━━━ Entries supplied ━━━

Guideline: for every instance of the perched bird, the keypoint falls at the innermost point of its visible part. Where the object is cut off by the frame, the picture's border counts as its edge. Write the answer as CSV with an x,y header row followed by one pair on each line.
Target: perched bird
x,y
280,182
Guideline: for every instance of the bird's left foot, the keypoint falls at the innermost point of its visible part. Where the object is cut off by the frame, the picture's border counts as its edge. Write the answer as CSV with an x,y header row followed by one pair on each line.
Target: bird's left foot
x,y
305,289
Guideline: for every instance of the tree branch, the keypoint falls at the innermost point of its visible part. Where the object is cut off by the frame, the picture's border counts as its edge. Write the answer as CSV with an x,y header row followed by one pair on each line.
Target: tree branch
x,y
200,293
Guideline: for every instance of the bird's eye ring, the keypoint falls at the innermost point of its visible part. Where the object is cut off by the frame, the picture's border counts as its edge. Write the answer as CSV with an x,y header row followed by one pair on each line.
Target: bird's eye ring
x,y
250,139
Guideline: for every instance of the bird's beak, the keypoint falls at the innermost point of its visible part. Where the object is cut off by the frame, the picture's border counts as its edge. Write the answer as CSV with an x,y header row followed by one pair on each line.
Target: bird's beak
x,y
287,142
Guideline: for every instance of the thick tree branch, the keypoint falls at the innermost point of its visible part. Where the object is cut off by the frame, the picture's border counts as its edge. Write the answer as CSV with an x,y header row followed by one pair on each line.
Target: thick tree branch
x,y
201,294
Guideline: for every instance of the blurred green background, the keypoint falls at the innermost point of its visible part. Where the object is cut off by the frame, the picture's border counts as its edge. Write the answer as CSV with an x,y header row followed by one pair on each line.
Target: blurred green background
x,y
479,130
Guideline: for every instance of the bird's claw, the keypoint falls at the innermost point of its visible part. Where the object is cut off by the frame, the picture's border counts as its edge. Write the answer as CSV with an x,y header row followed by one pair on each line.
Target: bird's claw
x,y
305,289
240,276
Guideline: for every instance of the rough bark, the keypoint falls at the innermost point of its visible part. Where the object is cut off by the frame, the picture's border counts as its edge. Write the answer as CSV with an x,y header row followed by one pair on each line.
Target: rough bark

━━━

## Task description
Arrange the part of the listing above that opens with the line containing "Guideline: for every instance of the blurred" and runs through the end of the listing as a JSON list of strings, one string per line, with blank lines left out.

## Written response
[
  "Guideline: for every instance of the blurred green background, the keypoint falls at the innermost point of its visible part. Where the object is cut off by the frame, the picture's border counts as its edge. Write the answer as CSV with an x,y header row followed by one pair on each line.",
  "Target: blurred green background",
  "x,y",
  "479,130",
  "Guideline: for every instance of the bird's claw, the keypoint falls at the innermost point of its visible part. Where the object is cut off by the frame, the picture's border counts as its edge. Write the answer as CSV with an x,y header row followed by one pair on each line.",
  "Target: bird's claw",
  "x,y",
  "305,289",
  "240,276",
  "Guideline: for every instance of the rough bark, the keypoint falls at the innermost point of its visible part. Where the object is cut off by the frame, the picture's border counts as its edge. Write the answer as CSV with an x,y header row followed by one pair on each line.",
  "Target: rough bark"
]